WHAT IS NEEDED: Take the material and output all of it exactly.

------ RECORDS PROVIDED

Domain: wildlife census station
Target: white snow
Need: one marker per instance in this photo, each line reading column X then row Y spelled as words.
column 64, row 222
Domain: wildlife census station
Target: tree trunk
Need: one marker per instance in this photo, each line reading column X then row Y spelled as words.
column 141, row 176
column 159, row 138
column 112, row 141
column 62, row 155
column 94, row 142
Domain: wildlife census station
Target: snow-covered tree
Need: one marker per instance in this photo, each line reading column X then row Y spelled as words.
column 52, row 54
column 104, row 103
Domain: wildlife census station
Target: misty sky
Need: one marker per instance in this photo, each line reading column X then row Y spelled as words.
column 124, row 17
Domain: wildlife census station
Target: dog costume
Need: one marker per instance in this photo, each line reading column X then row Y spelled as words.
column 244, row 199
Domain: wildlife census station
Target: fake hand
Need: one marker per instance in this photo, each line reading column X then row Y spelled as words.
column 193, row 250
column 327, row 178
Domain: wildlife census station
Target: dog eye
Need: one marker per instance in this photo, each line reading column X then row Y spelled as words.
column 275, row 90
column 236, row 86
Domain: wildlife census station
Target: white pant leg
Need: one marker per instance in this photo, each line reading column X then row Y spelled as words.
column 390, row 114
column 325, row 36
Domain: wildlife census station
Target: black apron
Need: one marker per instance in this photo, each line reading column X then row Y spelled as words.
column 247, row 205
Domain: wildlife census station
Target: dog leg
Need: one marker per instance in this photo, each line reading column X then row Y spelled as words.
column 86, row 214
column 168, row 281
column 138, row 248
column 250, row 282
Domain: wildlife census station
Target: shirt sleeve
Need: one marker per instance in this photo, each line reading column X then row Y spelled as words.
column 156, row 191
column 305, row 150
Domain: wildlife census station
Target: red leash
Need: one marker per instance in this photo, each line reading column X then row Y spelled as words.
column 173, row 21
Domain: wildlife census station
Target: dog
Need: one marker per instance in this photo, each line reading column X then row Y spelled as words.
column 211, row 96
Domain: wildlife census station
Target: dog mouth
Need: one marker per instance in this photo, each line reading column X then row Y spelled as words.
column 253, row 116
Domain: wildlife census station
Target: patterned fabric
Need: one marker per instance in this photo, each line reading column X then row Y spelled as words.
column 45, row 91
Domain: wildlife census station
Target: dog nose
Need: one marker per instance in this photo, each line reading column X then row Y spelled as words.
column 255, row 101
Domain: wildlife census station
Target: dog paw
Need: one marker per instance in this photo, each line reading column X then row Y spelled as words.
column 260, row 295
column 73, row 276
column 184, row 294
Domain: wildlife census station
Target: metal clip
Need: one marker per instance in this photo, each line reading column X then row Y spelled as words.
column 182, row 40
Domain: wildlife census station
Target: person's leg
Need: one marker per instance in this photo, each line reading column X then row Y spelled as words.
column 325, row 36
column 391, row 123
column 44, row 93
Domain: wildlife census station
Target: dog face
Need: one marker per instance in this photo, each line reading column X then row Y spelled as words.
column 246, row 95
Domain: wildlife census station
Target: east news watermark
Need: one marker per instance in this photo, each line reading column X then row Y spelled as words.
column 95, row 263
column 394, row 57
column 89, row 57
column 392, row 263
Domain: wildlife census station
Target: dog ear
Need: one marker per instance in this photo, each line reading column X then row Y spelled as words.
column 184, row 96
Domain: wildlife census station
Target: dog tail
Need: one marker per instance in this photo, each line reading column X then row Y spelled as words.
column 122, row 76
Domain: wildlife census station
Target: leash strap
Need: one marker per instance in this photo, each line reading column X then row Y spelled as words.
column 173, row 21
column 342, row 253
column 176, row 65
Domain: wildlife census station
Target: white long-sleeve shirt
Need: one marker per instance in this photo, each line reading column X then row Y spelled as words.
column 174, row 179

------------

WORKED ANSWER:
Domain: wildlife census station
Target: white snow
Need: one marker per instance in this photo, each line reading column X then row Y spelled as words.
column 64, row 222
Domain: wildlife census station
Target: tree trunk
Need: one marker per instance in this photo, each line reading column X then row Y spelled as words.
column 141, row 176
column 159, row 138
column 112, row 141
column 62, row 155
column 94, row 142
Domain: wildlife census station
Target: snow-covered tree
Need: one marker per instance in this photo, each line reading column X then row Y spelled as words.
column 52, row 54
column 104, row 103
Domain: wildlife census station
Target: misty sky
Need: one marker per instance in this photo, each line reading column X then row Y spelled as words.
column 124, row 17
Domain: wildlife census station
Target: dog costume
Need: one marker per instance in this photo, each line reading column X then row Y spelled as words.
column 244, row 199
Domain: wildlife census station
Target: fake hand
Need: one marker per instance in this photo, each line reading column X then row Y spelled as words.
column 193, row 250
column 327, row 178
Domain: wildlife census station
Target: dog eye
Need: one marker per instance in this photo, each line reading column X then row Y spelled as words.
column 275, row 90
column 236, row 86
Domain: wildlife census station
Target: white pant leg
Need: one marker per instance in this photo, each line reading column X then row Y spelled as words.
column 390, row 114
column 325, row 36
Domain: wildlife census station
Target: black apron
Need: one marker per instance in this photo, each line reading column X then row Y spelled as words.
column 247, row 205
Domain: wildlife census station
Target: dog leg
Need: one marker per instance in this photo, each line reading column X then row Y spelled as words.
column 86, row 214
column 168, row 281
column 138, row 248
column 250, row 282
Domain: wildlife census station
Target: shirt sleeve
Need: one marker per instance in this photo, each line reading column X then row Y spelled as words.
column 156, row 191
column 305, row 150
Domain: wildlife census station
Target: red leash
Need: one marker per instance in this photo, each line reading column X then row Y spelled as words.
column 173, row 21
Domain: wildlife census station
Target: dog
Need: one marker per instance in this photo, each line reading column X then row Y spelled as words.
column 211, row 96
Domain: wildlife census station
Target: dog mouth
Need: one marker per instance in this photo, each line reading column X then row Y spelled as words.
column 253, row 116
Domain: wildlife census station
Target: patterned fabric
Need: one marker per instance in this photo, each line reading column X then row Y spelled as words.
column 45, row 91
Domain: wildlife census station
Target: dog nose
Need: one marker per instance in this photo, each line reading column X then row Y spelled as words.
column 255, row 101
Domain: wildlife census station
Target: dog paw
Need: one marker per instance in this photo, each line reading column X then row Y spelled as words.
column 260, row 295
column 73, row 276
column 184, row 294
Domain: wildlife census station
Target: metal clip
Need: one marker per instance in this photo, each line reading column X then row Y spelled as words.
column 182, row 40
Domain: wildlife census station
Target: person's leg
Need: one marker per instance in this photo, each line reading column X then row Y spelled as words.
column 325, row 36
column 391, row 123
column 44, row 93
Domain: wildlife census station
Target: dog face
Need: one marker per instance in this photo, each line reading column X then row Y spelled as words.
column 246, row 95
Domain: wildlife census station
Target: east news watermark
Need: one marker per instance in this photo, each line reading column X then row Y spelled as words.
column 95, row 263
column 394, row 57
column 89, row 57
column 392, row 263
Domain: wildlife census station
Target: dog ear
Need: one marker per instance in this photo, each line reading column X then row Y spelled as words.
column 184, row 96
Domain: wildlife census station
Target: dog tail
Need: one marker per instance in this photo, each line reading column X then row Y spelled as words.
column 122, row 76
Domain: wildlife census station
Target: leash strap
Need: one marker per instance in this photo, each line reading column X then row Y spelled as words.
column 173, row 21
column 342, row 253
column 176, row 65
Domain: wildlife census station
Target: white long-sleeve shirt
Need: one marker per instance in this photo, each line reading column X then row Y spelled as words.
column 174, row 179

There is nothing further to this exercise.